Work to complete » Your answer should be the line containing "pixel 155 195" and every line after it to the end of the records below, word for word.

Referring expression pointing data

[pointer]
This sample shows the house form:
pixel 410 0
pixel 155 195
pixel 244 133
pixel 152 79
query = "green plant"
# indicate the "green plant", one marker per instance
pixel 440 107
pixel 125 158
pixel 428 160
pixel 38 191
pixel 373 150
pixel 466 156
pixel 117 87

Result for this task »
pixel 155 195
pixel 244 133
pixel 152 79
query = "green plant"
# indicate the "green plant", one marker per instance
pixel 440 107
pixel 125 158
pixel 428 160
pixel 38 191
pixel 373 150
pixel 466 156
pixel 117 87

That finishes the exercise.